## Teks yang diberikan
+ + + + +
Senin 21 Jul 2025 18:52 WIB

Dapat Tarif 19 Persen, Kemenkeu Yakin Produk RI Lebih Kompetitif di AS

Pelaku industri dinilai bisa lebih agresif meningkatkan produksi untuk ekspor.

Rep: Dian Fath Risalah/ Red: Satria K Yudha
Siluet sejumlah anak bermain dengan latar belakang aktivitas bongkar muat peti kemas di New Priok Container Terminal One, Jakarta, Selasa (1/7/2025). Badan Pusat Statistik menyatakan Indonesia memperoleh surplus neraca perdagangan sebesar 4,30 miliar dolar AS pada Mei 2025 yang diraih berdasarkan perhitungan nilai ekspor sebesar 24,61 miliar dolar AS, dikurangi impor sebesar 20,31 miliar dolar AS di periode yang sama sekaligus mencatatkan surplus selama 61 bulan berturut-turut sejak Mei 2020.
Foto: ANTARA FOTO/Fauzan
Siluet sejumlah anak bermain dengan latar belakang aktivitas bongkar muat peti kemas di New Priok Container Terminal One, Jakarta, Selasa (1/7/2025). Badan Pusat Statistik menyatakan Indonesia memperoleh surplus neraca perdagangan sebesar 4,30 miliar dolar AS pada Mei 2025 yang diraih berdasarkan perhitungan nilai ekspor sebesar 24,61 miliar dolar AS, dikurangi impor sebesar 20,31 miliar dolar AS di periode yang sama sekaligus mencatatkan surplus selama 61 bulan berturut-turut sejak Mei 2020.

REPUBLIKA.CO.ID, JAKARTA — Pemerintah meyakini tarif ekspor Indonesia ke Amerika Serikat sebesar 19 persen akan mendorong daya saing produk dalam negeri. Apalagi, tarif untuk Indonesia lebih rendah dibandingkan banyak negata ASEAN.

Keunggulan tarif ini diperkirakan berdampak signifikan bagi sektor padat karya seperti tekstil, alas kaki, dan furnitur. “Dengan adanya keberhasilan tim dalam negosiasi, kita mendapatkan deal yang relatif lebih baik dari banyak negara lain. Sehingga peluang ini yang akan kita manfaatkan,” kata Direktur Jenderal Strategi Ekonomi dan Fiskal Kementerian Keuangan Febrio Nathan Kacaribu di Jakarta, Senin (21/7/2025).

Baca Juga

Tarif ekspor Indonesia ke AS ditetapkan sebesar 19 persen, terendah di antara negara-negara ASEAN yang mencatat surplus dagang dengan AS.

Vietnam dan Filipina dikenai tarif 20 persen, sementara Thailand dan Malaysia mendapat beban tarif yang lebih tinggi, antara 25 hingga 36 persen.
+ + + + +
[Entri anotasi posisi]
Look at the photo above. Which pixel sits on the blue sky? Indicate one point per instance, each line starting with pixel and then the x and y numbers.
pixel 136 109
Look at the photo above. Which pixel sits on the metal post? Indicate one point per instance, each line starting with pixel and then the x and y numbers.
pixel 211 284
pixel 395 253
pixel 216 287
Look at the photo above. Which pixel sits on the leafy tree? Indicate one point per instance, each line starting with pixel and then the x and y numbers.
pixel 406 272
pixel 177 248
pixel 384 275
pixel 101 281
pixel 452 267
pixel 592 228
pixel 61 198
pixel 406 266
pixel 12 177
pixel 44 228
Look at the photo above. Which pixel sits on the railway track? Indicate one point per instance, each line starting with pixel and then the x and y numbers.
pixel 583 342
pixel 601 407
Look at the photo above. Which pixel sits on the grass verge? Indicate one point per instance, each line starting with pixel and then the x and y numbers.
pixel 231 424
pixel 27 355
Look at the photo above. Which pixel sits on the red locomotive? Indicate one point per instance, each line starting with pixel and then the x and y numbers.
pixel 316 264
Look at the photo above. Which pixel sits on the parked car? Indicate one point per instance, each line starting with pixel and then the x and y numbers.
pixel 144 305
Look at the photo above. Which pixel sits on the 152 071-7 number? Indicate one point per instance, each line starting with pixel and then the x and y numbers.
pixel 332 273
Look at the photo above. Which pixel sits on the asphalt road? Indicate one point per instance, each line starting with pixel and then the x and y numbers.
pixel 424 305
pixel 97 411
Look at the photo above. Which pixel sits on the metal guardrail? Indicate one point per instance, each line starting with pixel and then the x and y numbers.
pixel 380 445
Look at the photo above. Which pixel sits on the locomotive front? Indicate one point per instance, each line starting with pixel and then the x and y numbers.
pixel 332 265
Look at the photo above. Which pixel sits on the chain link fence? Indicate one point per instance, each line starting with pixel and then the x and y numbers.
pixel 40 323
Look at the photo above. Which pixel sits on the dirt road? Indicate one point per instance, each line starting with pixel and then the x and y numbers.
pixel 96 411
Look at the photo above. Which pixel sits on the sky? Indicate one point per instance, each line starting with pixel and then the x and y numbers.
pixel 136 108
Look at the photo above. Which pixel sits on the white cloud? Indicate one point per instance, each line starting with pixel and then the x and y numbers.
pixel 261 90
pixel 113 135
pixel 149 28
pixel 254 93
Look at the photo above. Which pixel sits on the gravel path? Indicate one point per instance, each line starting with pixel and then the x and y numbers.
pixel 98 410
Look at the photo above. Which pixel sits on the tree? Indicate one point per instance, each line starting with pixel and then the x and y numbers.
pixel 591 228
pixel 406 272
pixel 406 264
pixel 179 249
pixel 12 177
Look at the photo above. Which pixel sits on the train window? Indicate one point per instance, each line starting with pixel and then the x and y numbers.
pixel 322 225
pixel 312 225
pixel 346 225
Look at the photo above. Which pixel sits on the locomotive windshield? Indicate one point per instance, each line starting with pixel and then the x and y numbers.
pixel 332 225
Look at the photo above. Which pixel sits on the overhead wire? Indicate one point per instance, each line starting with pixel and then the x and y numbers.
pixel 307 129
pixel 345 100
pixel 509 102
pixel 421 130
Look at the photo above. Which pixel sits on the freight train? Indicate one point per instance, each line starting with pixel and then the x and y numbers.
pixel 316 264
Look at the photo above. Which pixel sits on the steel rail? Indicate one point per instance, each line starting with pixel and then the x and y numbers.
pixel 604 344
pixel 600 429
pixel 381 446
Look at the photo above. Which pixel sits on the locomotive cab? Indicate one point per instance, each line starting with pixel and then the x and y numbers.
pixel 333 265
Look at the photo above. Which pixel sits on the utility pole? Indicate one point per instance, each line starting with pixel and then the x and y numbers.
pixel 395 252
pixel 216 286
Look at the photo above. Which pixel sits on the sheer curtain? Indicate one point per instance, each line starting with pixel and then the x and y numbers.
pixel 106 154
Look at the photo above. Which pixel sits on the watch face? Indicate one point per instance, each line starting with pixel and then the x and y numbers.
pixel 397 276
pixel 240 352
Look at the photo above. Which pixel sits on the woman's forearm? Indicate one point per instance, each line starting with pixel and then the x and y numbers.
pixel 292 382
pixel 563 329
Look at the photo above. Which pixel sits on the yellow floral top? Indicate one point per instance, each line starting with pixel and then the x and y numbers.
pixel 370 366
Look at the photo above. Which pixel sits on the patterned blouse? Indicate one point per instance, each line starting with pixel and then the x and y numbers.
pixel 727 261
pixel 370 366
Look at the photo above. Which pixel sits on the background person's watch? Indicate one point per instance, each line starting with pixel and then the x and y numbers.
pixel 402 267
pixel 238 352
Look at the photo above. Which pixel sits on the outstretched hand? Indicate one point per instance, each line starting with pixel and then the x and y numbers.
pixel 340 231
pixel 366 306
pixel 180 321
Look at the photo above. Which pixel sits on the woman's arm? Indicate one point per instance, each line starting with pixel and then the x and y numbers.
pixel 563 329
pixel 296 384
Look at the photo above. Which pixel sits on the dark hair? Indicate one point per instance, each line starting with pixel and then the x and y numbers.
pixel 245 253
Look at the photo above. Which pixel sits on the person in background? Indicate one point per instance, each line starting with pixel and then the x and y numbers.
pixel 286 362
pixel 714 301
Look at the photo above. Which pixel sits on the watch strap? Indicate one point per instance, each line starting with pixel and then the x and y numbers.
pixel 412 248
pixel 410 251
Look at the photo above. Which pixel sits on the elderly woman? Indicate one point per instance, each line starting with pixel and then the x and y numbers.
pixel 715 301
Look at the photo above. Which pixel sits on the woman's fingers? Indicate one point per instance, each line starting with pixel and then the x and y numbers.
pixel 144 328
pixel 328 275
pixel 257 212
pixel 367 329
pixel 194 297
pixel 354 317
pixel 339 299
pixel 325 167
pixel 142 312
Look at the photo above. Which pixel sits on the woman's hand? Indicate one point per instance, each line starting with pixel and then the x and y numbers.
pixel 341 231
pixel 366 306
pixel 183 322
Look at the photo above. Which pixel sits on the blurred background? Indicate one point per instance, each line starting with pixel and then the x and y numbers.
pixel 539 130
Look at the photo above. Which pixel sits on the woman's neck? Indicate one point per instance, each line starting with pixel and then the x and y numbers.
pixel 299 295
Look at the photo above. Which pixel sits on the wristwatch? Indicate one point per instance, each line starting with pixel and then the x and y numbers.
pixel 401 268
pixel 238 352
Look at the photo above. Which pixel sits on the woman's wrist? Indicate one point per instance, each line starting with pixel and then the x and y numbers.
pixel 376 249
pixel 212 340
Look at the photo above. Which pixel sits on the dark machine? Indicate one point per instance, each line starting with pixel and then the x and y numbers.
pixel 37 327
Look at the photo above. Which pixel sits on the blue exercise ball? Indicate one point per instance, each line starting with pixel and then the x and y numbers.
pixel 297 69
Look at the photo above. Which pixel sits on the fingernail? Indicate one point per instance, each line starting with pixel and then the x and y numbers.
+ + + + +
## Soal
(A) Salin ulang bagian artikel tentang tarif ekspor ke AS dari "Tarif ekspor Indonesia ke AS" sampai "hingga 36 persen.", tanpa mengubah satu kata pun.
(B) Tulis ulang baris-baris entri dari baris yang memuat "the watch strap?" sampai baris yang memuat "pixel 410 251", kedua ujungnya termasuk, sebagai tabel Markdown dengan kolom "No." untuk nomor urut dan "Baris" untuk isi baris, tanpa baris kosong. Jangan sertakan baris lain.
Artikel dan entri tersebut tidak saling berkaitan.

## Jawaban
(A)
Tarif ekspor Indonesia ke AS ditetapkan sebesar 19 persen, terendah di antara negara-negara ASEAN yang mencatat surplus dagang dengan AS.

Vietnam dan Filipina dikenai tarif 20 persen, sementara Thailand dan Malaysia mendapat beban tarif yang lebih tinggi, antara 25 hingga 36 persen.

(B)
| No. | Baris |
|---|---|
| 1 | Look at the photo above. Which pixel sits on the watch strap? Indicate one point per instance, each line starting with pixel and then the x and y numbers. |
| 2 | pixel 412 248 |
| 3 | pixel 410 251 |